Set down the data below from its first line to the line holding "TARGET = metal pipe run", inclusive; omit all pictures.

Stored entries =

======

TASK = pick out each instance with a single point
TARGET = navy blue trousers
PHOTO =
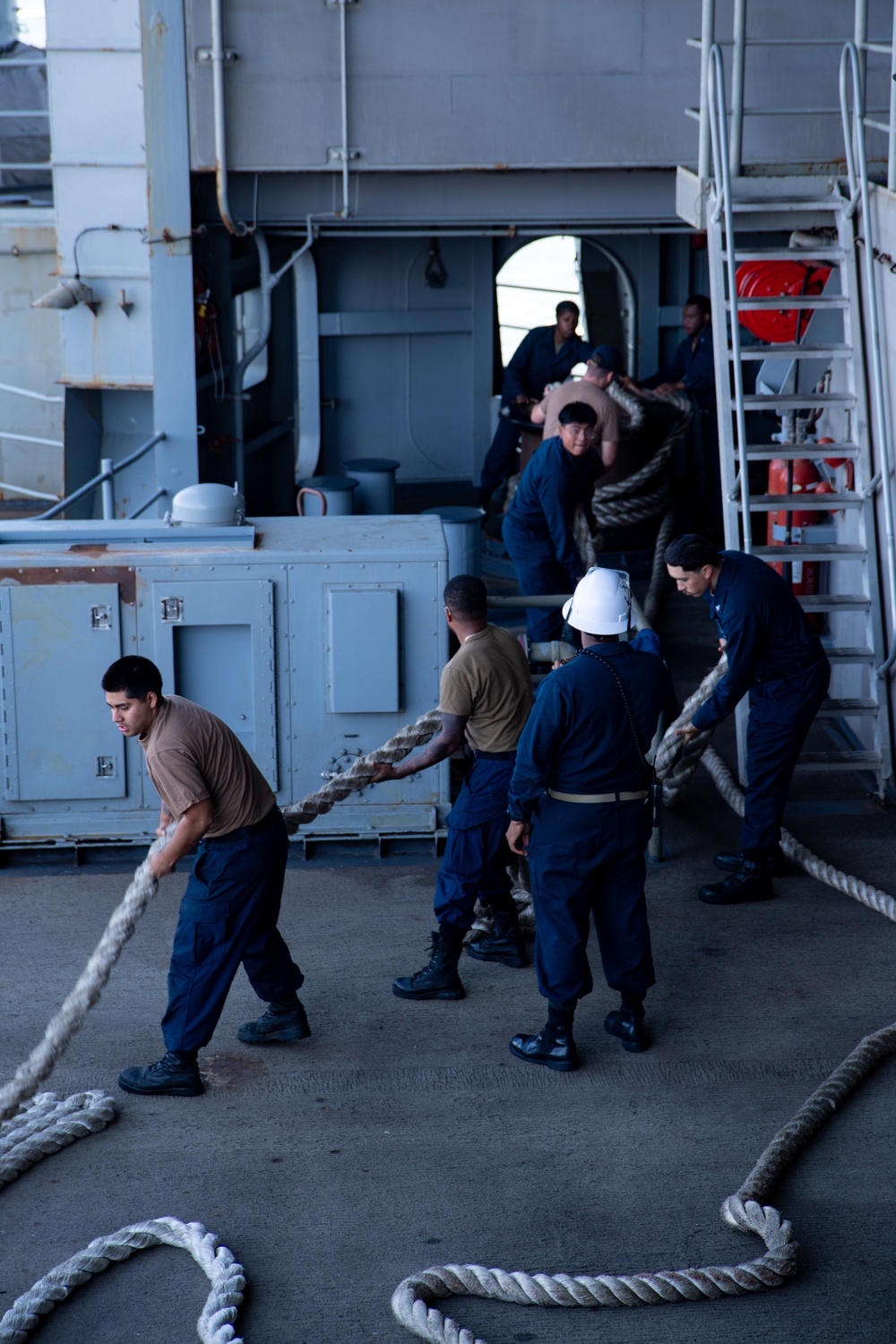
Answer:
(780, 714)
(228, 916)
(500, 457)
(538, 570)
(586, 862)
(476, 851)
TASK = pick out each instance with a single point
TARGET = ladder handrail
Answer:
(858, 193)
(723, 209)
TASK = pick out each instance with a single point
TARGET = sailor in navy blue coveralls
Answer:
(777, 659)
(536, 362)
(581, 787)
(538, 527)
(485, 696)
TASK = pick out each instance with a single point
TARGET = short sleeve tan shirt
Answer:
(191, 755)
(606, 410)
(489, 685)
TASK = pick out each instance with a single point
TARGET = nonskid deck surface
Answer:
(403, 1134)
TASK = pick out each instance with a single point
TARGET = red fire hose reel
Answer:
(774, 279)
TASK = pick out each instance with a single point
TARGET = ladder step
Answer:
(836, 351)
(847, 655)
(839, 761)
(783, 303)
(790, 254)
(833, 601)
(834, 709)
(791, 401)
(782, 503)
(823, 551)
(766, 452)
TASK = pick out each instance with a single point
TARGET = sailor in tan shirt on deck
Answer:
(485, 699)
(222, 803)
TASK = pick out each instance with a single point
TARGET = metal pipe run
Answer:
(22, 489)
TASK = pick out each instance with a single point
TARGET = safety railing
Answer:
(105, 480)
(7, 487)
(853, 123)
(739, 43)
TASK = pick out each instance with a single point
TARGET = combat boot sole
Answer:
(295, 1031)
(516, 959)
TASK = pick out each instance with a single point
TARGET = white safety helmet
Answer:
(600, 604)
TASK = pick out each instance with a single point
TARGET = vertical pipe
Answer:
(343, 77)
(723, 204)
(220, 117)
(108, 488)
(860, 38)
(737, 88)
(239, 373)
(891, 144)
(707, 38)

======

Response area =
TASK = pick out each instance with a single point
TARGET = navy blue trousers
PHOTO =
Answer:
(780, 714)
(228, 916)
(500, 457)
(538, 570)
(586, 862)
(476, 851)
TASK = pick out each instance with a single point
TARGET = ladder handrail
Answer:
(858, 193)
(723, 209)
TASK = pick out each instance with a single point
TARGET = sailor in navy blue coveralls
Answer:
(777, 659)
(536, 362)
(581, 787)
(538, 527)
(485, 696)
TASK = pick out each instance with a single point
TARGET = short sleeve tan shirt
Answer:
(191, 755)
(606, 410)
(489, 685)
TASK = pick out each instance with a single point
TARGET = nonskid deck surface
Answer:
(403, 1134)
TASK = pick out each instance with a single point
TARGET = red fire hose reel
Answer:
(774, 279)
TASK = pick out each instance with a single point
TARGET = ladder step
Answer:
(836, 351)
(847, 655)
(839, 761)
(783, 303)
(790, 254)
(833, 601)
(834, 709)
(791, 401)
(782, 503)
(823, 551)
(766, 452)
TASK = pick out each instance with a single point
TARGET = sailor in tan shirt on deck
Answer:
(485, 699)
(222, 803)
TASK = pick out each instance with a single point
TARGET = metal pipe run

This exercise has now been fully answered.